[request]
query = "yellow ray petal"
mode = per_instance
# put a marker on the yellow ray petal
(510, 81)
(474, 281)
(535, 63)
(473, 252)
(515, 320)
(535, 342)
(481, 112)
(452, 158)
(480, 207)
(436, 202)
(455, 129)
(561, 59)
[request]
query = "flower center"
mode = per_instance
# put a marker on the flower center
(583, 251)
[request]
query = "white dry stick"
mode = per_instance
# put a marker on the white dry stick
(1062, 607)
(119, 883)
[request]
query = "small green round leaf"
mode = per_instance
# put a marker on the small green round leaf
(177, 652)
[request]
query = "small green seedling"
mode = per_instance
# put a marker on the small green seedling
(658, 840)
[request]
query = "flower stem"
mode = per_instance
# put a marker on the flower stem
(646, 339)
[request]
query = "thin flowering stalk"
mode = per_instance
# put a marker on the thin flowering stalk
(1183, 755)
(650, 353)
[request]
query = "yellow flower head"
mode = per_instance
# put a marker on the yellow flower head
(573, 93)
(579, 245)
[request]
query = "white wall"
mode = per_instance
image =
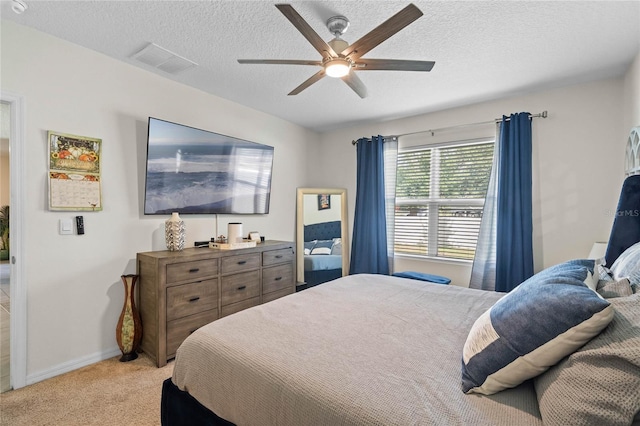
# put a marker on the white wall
(578, 162)
(73, 282)
(632, 96)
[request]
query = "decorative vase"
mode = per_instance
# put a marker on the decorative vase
(129, 328)
(174, 232)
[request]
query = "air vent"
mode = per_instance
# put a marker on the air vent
(163, 59)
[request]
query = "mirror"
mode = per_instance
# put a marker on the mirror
(322, 240)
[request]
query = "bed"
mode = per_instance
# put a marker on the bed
(380, 350)
(322, 252)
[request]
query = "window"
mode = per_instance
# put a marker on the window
(440, 193)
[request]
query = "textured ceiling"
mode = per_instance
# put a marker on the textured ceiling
(483, 49)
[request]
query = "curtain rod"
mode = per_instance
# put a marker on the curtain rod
(542, 114)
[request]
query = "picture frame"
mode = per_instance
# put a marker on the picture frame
(75, 181)
(324, 201)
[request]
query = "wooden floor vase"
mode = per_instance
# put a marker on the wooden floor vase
(129, 328)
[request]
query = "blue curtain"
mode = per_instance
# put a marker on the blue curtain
(483, 272)
(514, 244)
(369, 245)
(504, 254)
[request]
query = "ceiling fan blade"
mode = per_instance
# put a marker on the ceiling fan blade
(319, 44)
(356, 84)
(382, 32)
(393, 65)
(279, 62)
(314, 78)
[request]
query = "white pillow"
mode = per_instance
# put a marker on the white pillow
(627, 265)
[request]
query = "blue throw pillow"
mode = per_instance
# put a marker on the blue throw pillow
(544, 319)
(309, 245)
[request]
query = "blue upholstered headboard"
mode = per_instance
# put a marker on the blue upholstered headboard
(626, 225)
(322, 231)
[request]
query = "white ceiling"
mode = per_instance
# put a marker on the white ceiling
(483, 49)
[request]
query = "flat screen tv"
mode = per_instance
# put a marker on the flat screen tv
(194, 171)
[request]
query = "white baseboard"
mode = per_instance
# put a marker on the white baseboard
(71, 365)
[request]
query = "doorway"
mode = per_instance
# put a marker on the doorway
(13, 324)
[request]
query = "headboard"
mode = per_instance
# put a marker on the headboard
(323, 231)
(626, 224)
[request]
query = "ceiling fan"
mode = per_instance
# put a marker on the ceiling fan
(339, 59)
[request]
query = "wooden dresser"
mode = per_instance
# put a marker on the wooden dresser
(181, 291)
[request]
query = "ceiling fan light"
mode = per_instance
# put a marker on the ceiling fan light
(337, 68)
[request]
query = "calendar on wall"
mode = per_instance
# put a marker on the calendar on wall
(75, 183)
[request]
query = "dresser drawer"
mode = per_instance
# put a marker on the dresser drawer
(274, 257)
(189, 299)
(277, 294)
(193, 270)
(239, 263)
(238, 287)
(240, 306)
(180, 329)
(277, 277)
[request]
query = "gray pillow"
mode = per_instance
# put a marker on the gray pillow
(627, 265)
(600, 383)
(612, 289)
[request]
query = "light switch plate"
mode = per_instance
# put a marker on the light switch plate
(66, 226)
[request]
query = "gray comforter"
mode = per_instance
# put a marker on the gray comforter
(361, 350)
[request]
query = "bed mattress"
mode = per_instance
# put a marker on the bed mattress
(361, 350)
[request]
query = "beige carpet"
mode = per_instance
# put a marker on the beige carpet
(106, 393)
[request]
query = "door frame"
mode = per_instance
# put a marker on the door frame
(18, 315)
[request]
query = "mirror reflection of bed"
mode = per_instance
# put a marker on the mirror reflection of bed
(322, 236)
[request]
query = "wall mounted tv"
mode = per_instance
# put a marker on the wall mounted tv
(193, 171)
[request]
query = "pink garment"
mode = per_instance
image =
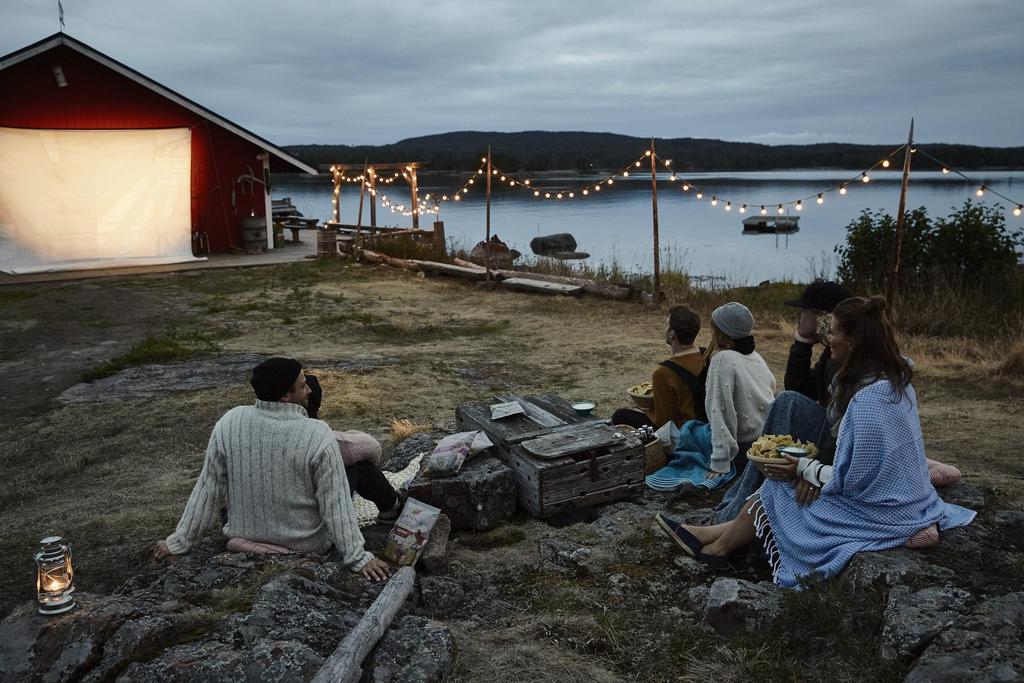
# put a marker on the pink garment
(356, 445)
(942, 474)
(925, 538)
(245, 546)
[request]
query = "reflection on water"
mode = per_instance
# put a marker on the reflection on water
(615, 223)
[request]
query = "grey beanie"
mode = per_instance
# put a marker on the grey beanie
(734, 319)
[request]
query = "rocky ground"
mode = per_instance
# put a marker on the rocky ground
(599, 595)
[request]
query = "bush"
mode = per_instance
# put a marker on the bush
(957, 274)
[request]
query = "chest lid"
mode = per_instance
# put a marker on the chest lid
(571, 439)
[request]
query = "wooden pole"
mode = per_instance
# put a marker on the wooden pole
(486, 240)
(373, 198)
(363, 190)
(892, 291)
(345, 664)
(653, 200)
(416, 203)
(337, 197)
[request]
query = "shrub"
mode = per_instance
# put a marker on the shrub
(960, 274)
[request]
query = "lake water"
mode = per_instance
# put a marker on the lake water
(615, 223)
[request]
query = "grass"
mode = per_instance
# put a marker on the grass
(163, 348)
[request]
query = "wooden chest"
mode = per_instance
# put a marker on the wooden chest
(559, 460)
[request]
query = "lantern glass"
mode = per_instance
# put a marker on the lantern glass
(54, 577)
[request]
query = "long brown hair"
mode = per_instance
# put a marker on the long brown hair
(873, 350)
(719, 342)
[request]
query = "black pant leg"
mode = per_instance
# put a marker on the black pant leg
(366, 479)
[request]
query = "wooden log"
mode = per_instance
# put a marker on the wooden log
(450, 269)
(345, 663)
(467, 264)
(542, 287)
(603, 290)
(377, 257)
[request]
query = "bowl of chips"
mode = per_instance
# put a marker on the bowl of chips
(768, 450)
(643, 395)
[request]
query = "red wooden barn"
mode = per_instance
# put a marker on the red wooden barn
(100, 165)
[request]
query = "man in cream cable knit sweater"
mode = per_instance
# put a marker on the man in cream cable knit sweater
(281, 474)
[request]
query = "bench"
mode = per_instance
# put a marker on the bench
(296, 224)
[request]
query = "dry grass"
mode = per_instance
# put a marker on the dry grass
(403, 428)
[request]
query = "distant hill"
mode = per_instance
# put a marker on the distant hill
(544, 151)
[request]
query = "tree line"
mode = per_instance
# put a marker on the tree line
(583, 152)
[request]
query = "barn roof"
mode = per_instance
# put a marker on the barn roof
(77, 45)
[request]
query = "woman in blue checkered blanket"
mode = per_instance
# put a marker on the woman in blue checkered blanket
(877, 494)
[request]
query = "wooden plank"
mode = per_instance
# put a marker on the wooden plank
(346, 660)
(541, 287)
(581, 437)
(450, 269)
(538, 415)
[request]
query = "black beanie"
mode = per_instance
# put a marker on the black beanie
(274, 377)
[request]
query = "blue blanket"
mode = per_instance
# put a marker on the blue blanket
(879, 496)
(689, 462)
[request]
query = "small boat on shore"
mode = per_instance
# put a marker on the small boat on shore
(771, 224)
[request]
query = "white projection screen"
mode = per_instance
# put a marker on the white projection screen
(94, 199)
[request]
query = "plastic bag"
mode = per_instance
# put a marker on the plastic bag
(410, 534)
(453, 451)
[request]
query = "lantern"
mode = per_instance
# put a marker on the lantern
(54, 577)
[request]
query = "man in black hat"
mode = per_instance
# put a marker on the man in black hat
(816, 304)
(281, 476)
# # #
**Exercise description**
Tally the lines in the records above that contain the string "lantern", matching case exactly. Reply with the number alone.

**Solved problem**
4